Texte du document
En effet, les lecteurs que nous sommes, suivons Clara avec empathie dans son voyage au centre du tableau et dans une réflexion sur l'art. Comme toile professionnelle, elle doit abandonner toute pudeur et toute timidité, supporter la douleur, contrôler ses sensations comme ses nécessités physiologiques ou la contraction de ses muscles, faire preuve d'une patience infinie, être neutre, trouver pour supporter l'immobilité un rapport particulier au temps et à l'espace. Pour une toile humaine, la vie entière est au service de l'art ; il faut « laisser le peintre exprimer avec elle ce qu'il a en tête, non le comprendre » et pour se faire tout accepter, sans limites et sans barrières. En tant que toile, Clara aime « les extrêmes, l'obscurité au delà de la frontière » ; elle pense être « encore loin de son propre plafond. Ou de son fond » ; elle est prête à relever tous les défis pour servir son ambition : « je suis douce, je m'endurcis quand on me peint ».
Engagée par la Fondation van Tysch, Clara va alors subir une épreuve de « tension » particulièrement difficile. La tension correspond au portique d'entrée dans le monde de l'hyperdrame : certains artistes utilisent des infrastructures sado-masochistes ou alors créent une émotion préalable. Il n'y a pas de règles. Quoi qu'il se passe, la toile humaine ne peut qu'avancer. A l'issue de la tension, vient la phase d'apprêt qui consiste en fait en une terrible neutralisation, physiologique, psychologique et morale. Ainsi, pour atteindre à l'intemporalité de l'oeuvre d'art, Clara se met comme hors temps. Cette réification, cette servitude volontaire est en effet souhaitée par Clara : elle fait tout pour se sentir « comme un insecte. Comme quelqu'un qui a oublié son nom. Une toile de lin tissée de lignes blanches. […] Ne pas être ». Ainsi, dans Clara et la pénombre, l'art hyperdramatique est devenu une sorte de servitude volontaire, une forme d'esclavage sexuel légalisé, la prostitution du XXIème siècle.
Ainsi remise à zéro, Clara, la toile, va devenir le tableau et être identifiée à Suzanne, l'héroïne biblique de Rembrandt et revêtir une dimension tragique. Horreur et pitié sont des termes que Somoza emploie souvent au sujet de Clara ainsi que dans la description du tableau achevé. La jeune femme est toujours tirée vers l'accomplissement d'un destin de plus en plus tragique ; au moment de la signature, Clara « éprouve la sensation d'avoir fini, d'être achevée […] complètement achevée », « comme si elle était partie d'elle-même et avait éteint avant de sortir ».
Nous avons vu Clara dépassant ses limites pour atteindre le statut de toile originale du plus grand génie de l'art hyperdramatique au prix de tous les renoncements physiques, psychologiques et moraux, au prix du déni d'elle-même. Nous la savons en danger, victime sacrificielle désignée du tueur connu sous le nom de « l'Artiste ». Par ailleurs, même si la règle des trois unités chères à nos classiques n'est pas ici clairement respectée surtout au niveau du lieu puisque nous voyageons dans plusieurs pays et qu'au moins deux actions se superposent, l'évolution de Clara de simple toile en chef d'oeuvre et l'enquête sur les meurtres de l'Artiste, tout le roman se déroule somme toute sur un laps de temps assez court, entre le mercredi 21 juin 2006 et le 15 juillet 2006, le dernier acte ou quatrième pas tenant en un seule et longue journée.

Données enregistrées

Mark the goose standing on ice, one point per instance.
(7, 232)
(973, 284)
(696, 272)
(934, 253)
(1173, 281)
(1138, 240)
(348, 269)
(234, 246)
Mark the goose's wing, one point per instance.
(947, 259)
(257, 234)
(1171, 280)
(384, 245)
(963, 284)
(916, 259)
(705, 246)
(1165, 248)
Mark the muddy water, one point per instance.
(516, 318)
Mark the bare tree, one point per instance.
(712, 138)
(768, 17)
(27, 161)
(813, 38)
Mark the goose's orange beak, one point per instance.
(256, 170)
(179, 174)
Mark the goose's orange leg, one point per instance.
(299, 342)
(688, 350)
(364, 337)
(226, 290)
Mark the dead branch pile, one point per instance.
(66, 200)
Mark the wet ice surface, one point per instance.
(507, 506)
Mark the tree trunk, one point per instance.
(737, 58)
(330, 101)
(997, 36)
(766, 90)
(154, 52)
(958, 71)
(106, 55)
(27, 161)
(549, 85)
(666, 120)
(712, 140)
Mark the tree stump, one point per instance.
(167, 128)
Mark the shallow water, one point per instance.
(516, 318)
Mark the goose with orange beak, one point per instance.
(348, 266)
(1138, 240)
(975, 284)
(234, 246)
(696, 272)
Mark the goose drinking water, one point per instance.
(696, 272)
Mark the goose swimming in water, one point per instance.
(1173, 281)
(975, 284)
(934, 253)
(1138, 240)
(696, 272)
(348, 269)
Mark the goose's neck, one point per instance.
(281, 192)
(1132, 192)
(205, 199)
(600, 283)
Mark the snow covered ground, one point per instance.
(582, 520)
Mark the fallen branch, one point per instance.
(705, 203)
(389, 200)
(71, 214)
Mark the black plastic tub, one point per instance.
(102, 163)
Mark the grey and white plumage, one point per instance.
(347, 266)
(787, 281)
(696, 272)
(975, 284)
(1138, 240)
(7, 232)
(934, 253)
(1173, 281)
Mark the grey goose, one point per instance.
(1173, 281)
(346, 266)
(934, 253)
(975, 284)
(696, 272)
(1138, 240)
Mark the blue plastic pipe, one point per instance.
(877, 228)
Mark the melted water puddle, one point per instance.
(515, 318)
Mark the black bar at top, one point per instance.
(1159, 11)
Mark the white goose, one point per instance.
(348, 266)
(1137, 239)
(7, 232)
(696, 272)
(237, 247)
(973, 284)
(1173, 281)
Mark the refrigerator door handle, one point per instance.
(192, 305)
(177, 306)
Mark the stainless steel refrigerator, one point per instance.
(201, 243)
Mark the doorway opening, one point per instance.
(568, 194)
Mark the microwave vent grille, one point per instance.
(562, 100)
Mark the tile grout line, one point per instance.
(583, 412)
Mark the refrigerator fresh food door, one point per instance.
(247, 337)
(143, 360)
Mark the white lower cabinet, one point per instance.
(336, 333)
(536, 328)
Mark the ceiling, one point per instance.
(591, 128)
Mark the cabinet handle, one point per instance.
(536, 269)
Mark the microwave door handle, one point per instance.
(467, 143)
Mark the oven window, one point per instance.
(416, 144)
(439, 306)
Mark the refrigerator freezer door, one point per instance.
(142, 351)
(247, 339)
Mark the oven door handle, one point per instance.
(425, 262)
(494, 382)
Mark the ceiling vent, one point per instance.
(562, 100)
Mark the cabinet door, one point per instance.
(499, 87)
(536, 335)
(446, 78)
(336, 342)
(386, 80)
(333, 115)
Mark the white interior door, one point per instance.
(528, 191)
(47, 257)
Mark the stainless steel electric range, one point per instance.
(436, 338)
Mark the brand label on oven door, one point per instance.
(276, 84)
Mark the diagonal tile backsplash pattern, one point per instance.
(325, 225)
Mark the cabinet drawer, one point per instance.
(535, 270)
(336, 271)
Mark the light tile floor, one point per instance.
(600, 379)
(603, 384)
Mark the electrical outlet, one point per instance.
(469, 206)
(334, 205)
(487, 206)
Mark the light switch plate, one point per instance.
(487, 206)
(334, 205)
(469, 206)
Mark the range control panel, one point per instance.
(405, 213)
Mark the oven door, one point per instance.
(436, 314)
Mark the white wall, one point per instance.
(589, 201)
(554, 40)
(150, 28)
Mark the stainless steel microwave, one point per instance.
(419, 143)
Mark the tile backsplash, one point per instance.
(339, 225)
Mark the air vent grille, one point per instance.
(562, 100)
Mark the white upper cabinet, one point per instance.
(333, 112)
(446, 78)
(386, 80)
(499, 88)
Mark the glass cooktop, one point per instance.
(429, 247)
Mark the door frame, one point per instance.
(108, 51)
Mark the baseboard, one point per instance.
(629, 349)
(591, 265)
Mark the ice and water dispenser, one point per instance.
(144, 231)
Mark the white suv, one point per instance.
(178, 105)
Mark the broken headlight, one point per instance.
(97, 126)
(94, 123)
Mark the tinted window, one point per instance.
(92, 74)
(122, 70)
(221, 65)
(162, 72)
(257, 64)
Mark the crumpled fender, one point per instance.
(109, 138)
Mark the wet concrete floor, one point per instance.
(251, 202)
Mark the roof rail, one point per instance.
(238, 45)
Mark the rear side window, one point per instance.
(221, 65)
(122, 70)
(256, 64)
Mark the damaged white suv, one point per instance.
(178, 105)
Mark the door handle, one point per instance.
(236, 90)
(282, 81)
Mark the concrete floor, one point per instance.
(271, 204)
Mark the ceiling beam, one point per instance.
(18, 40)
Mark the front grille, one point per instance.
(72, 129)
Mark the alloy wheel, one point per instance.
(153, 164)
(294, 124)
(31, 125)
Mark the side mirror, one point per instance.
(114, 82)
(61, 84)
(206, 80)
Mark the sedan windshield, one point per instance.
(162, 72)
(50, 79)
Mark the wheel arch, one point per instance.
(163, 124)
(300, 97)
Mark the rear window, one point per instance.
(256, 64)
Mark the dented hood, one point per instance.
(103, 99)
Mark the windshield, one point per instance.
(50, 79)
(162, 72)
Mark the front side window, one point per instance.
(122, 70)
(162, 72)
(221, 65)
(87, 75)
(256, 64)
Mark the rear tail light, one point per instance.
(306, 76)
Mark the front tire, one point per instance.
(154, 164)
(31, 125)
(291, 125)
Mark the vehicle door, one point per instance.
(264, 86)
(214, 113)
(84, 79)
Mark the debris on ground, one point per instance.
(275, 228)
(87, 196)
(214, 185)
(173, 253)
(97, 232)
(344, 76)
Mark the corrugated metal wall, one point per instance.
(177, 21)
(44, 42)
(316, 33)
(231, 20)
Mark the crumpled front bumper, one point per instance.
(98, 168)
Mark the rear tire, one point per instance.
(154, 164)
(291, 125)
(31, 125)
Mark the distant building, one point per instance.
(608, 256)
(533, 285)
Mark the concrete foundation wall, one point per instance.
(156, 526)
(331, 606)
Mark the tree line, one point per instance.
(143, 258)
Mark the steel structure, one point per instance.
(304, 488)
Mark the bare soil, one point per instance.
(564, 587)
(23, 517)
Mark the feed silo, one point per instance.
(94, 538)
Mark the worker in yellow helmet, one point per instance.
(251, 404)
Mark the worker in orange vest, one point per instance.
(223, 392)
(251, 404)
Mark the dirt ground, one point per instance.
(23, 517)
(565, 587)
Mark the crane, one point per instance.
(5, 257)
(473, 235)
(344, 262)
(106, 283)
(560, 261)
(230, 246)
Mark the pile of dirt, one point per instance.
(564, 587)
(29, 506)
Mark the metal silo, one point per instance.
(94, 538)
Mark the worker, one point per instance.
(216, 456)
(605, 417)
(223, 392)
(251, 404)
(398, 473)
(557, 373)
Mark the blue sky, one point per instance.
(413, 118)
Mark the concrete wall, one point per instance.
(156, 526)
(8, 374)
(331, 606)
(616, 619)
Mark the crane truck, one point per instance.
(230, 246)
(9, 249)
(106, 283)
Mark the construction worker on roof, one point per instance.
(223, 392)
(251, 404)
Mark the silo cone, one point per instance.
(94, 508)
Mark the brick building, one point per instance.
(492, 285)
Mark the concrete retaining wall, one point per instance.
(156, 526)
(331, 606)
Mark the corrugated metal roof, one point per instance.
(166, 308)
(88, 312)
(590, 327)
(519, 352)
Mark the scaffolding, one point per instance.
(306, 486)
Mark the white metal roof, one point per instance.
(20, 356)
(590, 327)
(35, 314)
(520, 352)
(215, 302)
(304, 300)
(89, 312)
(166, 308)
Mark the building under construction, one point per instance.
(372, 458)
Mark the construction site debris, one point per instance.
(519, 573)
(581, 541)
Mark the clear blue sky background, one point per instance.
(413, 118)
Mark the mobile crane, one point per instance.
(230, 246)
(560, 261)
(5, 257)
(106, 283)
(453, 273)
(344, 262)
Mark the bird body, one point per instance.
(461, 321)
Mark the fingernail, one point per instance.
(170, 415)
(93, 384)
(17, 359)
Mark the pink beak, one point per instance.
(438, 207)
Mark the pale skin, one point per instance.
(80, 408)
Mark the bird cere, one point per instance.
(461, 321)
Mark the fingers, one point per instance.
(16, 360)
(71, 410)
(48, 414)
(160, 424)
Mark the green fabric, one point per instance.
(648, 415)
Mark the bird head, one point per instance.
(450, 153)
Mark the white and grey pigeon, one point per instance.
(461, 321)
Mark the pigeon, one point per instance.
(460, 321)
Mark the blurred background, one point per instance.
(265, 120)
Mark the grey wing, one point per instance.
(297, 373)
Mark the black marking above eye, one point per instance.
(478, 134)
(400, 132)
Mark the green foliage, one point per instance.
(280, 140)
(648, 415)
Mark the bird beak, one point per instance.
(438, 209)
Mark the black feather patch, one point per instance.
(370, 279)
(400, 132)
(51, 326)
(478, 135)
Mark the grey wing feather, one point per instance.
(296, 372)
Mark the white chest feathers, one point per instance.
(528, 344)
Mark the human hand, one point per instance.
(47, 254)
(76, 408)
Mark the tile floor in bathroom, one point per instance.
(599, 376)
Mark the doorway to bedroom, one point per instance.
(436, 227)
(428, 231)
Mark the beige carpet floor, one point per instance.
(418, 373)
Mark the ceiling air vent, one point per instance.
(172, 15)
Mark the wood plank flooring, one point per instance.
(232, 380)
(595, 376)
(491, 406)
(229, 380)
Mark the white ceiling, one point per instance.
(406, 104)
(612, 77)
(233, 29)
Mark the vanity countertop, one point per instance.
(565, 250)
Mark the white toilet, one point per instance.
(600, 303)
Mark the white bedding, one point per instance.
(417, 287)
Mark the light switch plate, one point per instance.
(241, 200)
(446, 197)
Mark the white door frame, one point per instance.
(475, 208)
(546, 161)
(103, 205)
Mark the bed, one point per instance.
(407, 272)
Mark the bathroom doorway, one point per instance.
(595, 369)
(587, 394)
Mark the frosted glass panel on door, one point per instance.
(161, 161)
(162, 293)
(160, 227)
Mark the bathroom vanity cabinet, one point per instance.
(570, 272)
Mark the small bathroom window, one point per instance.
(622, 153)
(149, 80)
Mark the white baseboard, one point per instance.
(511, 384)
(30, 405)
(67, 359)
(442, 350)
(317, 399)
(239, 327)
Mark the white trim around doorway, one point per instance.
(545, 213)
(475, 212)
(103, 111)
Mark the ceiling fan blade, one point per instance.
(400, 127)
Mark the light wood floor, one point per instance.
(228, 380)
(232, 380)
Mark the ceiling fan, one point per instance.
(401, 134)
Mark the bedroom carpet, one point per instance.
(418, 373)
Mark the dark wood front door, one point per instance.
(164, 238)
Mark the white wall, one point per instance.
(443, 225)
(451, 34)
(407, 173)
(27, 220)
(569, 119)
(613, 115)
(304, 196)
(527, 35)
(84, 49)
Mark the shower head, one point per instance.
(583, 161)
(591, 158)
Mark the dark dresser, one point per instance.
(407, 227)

Énoncé
Pouvez-vous recopier à l'identique, dans le texte sur Clara et la pénombre, tout ce qui va de « Nous avons vu » jusqu'à « et longue journée. » ?

Réponse finale
Nous avons vu Clara dépassant ses limites pour atteindre le statut de toile originale du plus grand génie de l'art hyperdramatique au prix de tous les renoncements physiques, psychologiques et moraux, au prix du déni d'elle-même. Nous la savons en danger, victime sacrificielle désignée du tueur connu sous le nom de « l'Artiste ». Par ailleurs, même si la règle des trois unités chères à nos classiques n'est pas ici clairement respectée surtout au niveau du lieu puisque nous voyageons dans plusieurs pays et qu'au moins deux actions se superposent, l'évolution de Clara de simple toile en chef d'oeuvre et l'enquête sur les meurtres de l'Artiste, tout le roman se déroule somme toute sur un laps de temps assez court, entre le mercredi 21 juin 2006 et le 15 juillet 2006, le dernier acte ou quatrième pas tenant en un seule et longue journée.